What you have to do: Copy out every row below in full, offsetting each x and y coordinate in the answers by +141 and leaving all other lines unchanged.

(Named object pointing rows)

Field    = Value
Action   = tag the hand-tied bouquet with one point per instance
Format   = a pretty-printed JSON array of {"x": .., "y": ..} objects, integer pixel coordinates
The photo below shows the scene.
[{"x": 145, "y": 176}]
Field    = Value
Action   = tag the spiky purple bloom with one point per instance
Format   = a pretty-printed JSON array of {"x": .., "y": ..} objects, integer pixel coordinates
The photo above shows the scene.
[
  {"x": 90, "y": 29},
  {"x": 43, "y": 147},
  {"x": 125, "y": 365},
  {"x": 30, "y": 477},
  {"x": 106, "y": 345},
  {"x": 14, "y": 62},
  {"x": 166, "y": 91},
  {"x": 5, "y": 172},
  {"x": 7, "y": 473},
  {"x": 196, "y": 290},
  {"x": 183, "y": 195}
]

Solved problem:
Field    = Value
Action   = tag the hand-tied bouquet with one point per instance
Format   = a pretty-printed JSON array of {"x": .., "y": ..} objects, integer pixel coordinates
The photo below shows the scene.
[{"x": 286, "y": 317}]
Field    = Value
Action   = tag the spiky purple bloom with one point per instance
Format   = a pretty-printed JSON array of {"x": .., "y": ..} objects, integer pixel coordinates
The photo above shows the scene.
[
  {"x": 231, "y": 170},
  {"x": 184, "y": 288},
  {"x": 266, "y": 506},
  {"x": 171, "y": 618},
  {"x": 247, "y": 486},
  {"x": 155, "y": 203},
  {"x": 307, "y": 232},
  {"x": 146, "y": 313},
  {"x": 148, "y": 614},
  {"x": 337, "y": 431},
  {"x": 324, "y": 336}
]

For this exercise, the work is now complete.